**Exercise:** The data below is to be retyped exactly, line by line.

**Data for review:**
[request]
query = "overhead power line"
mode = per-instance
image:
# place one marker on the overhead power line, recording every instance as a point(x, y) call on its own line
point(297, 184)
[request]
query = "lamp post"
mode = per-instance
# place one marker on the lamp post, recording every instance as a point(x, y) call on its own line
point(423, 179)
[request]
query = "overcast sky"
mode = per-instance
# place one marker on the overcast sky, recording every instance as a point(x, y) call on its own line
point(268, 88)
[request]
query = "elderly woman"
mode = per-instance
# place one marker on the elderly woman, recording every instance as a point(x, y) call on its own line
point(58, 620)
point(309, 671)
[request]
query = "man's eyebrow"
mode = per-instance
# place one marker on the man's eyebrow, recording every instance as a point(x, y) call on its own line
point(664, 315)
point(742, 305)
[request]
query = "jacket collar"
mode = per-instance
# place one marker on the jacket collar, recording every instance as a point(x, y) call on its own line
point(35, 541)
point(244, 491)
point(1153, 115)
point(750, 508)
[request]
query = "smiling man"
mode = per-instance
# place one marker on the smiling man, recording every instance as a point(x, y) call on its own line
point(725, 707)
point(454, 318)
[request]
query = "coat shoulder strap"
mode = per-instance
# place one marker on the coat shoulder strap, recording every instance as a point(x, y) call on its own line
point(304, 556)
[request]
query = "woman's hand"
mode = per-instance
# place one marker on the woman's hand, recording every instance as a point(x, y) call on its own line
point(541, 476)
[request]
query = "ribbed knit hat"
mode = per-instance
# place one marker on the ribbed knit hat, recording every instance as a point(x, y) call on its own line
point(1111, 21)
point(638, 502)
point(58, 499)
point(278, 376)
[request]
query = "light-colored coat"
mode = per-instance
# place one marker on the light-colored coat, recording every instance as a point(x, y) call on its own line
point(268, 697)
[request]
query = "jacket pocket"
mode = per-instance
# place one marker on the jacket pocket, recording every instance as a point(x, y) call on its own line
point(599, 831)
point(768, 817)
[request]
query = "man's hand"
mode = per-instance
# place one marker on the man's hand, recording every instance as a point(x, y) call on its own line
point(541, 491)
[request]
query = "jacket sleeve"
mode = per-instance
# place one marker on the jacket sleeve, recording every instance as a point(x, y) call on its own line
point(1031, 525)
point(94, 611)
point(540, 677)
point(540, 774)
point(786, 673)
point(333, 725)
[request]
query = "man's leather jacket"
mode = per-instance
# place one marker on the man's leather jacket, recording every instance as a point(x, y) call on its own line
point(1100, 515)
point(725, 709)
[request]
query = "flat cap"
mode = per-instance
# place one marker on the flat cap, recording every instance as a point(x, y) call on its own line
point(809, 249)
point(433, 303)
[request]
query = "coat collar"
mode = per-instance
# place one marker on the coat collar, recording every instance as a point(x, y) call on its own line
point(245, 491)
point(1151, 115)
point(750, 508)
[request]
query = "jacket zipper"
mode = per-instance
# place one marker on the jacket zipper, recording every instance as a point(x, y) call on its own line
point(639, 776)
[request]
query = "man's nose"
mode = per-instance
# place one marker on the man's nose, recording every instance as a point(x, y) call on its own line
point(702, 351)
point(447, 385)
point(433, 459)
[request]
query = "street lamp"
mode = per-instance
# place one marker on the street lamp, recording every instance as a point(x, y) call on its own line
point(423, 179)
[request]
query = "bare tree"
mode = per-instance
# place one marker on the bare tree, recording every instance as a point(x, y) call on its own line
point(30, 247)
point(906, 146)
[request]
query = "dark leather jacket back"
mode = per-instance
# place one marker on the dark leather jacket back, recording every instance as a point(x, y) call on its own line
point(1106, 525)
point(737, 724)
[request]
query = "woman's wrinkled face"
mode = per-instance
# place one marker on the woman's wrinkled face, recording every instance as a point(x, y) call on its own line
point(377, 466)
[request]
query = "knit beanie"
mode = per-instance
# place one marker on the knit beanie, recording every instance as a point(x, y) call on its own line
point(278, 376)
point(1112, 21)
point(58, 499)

**Completed task:**
[request]
query = "overhead power line"
mode = per-instance
image:
# place one marker on the overhead power line, recording every instance as a point(x, y) call on its own line
point(297, 184)
[request]
query = "lamp post"
mode = per-instance
# place one marker on the lamp post, recording every instance as a point(x, y) call on its own line
point(423, 179)
[request]
query = "overcast sky"
mode = per-instance
# place one marker on the overcast sky, recording every instance as a point(x, y) call on its own line
point(268, 88)
[request]
query = "elderly woman"
mode = per-instance
# place one marker on the elderly woman, recording every instance as a point(x, y) call on its own line
point(58, 620)
point(309, 671)
[request]
query = "man's eyebrow"
mode = per-instance
# place one marker on the man's eyebrow, recording every instance as a point(x, y) call on its own line
point(664, 315)
point(742, 305)
[request]
query = "jacket collar"
mode = per-instance
# place one marker on the jacket collar, recording every instance as a point(x, y) call on its own line
point(35, 541)
point(244, 491)
point(1153, 115)
point(750, 508)
[request]
query = "smiling man"
mode = per-instance
# place one marker on the smiling man, recording every instance as a point(x, y) call on its own line
point(725, 707)
point(454, 318)
[request]
query = "coat shoulder strap"
mode = per-instance
# place one marker on the coat shoulder strap, recording every instance as a point(x, y) call on its own line
point(304, 556)
[request]
query = "woman's hand"
mode = per-instance
# place one marker on the woman's hand, recording every instance as a point(x, y) call on its own line
point(541, 476)
[request]
query = "ribbed knit hat"
mode = per-instance
# place one marker on the ribbed knit hat, recording every instance as a point(x, y) call on its own line
point(1111, 21)
point(638, 502)
point(58, 499)
point(278, 376)
[request]
query = "light-colored coat"
mode = per-instance
# place one marker on the light-colored coat, recording every instance as a point(x, y) call on its own line
point(268, 697)
[request]
query = "jacket pocket"
mode = per-instance
# place one marker on the jacket pocket, recording every instance as a point(x, y) call on its own line
point(599, 831)
point(768, 817)
[request]
query = "man's hand"
mode = per-instance
# place one marker on the man's hand, recording every instance as a point(x, y) call on its own line
point(541, 491)
[request]
query = "jacket sleeve"
mode = per-instance
# place one marker on the jacket sleeve, recording every instance as a point(x, y) call on its own line
point(1031, 525)
point(94, 611)
point(540, 677)
point(540, 774)
point(786, 673)
point(333, 725)
[request]
query = "man's leather jacket"
mode = per-instance
# place one marker on the man's leather jacket, recording every instance as a point(x, y) call on its own line
point(1100, 515)
point(725, 709)
[request]
query = "flat cap"
mode = per-instance
# place one marker on the flat cap, recording every instance as a point(x, y) call on its own line
point(809, 249)
point(433, 303)
[request]
query = "coat collar"
mode = per-instance
# place one marker on the coat collar, recording every instance as a point(x, y) call on its own line
point(245, 491)
point(1151, 115)
point(750, 508)
[request]
query = "jacket zipper"
mode = per-instance
# place one marker on the jacket zipper, recording every instance as a point(x, y) call on its own line
point(639, 776)
[request]
query = "man's nose"
mode = per-instance
# place one marker on the man's nose, recording every instance as a point(x, y) call on its own line
point(702, 351)
point(447, 385)
point(433, 459)
[request]
query = "street lamp"
mode = per-instance
# place one marker on the street lamp, recording every instance as a point(x, y) call on its own line
point(423, 179)
[request]
query = "bare tree"
mode = per-instance
# place one marker on the bare tree, recording every instance as a point(x, y) call on its own line
point(30, 247)
point(906, 146)
[request]
query = "dark leather jacket back"
mode = per-instance
# place one marker on the dark leather jacket back, recording every instance as a point(x, y) call on its own line
point(1106, 525)
point(737, 724)
[request]
query = "woman's wrinkled face"
mode = per-instance
# place one marker on the woman's wrinkled face, recording every instance as a point(x, y) call on its own line
point(377, 466)
[request]
query = "knit beanie"
mode = per-instance
# place one marker on the knit beanie, recording every instance as a point(x, y) call on its own line
point(278, 376)
point(1112, 21)
point(58, 499)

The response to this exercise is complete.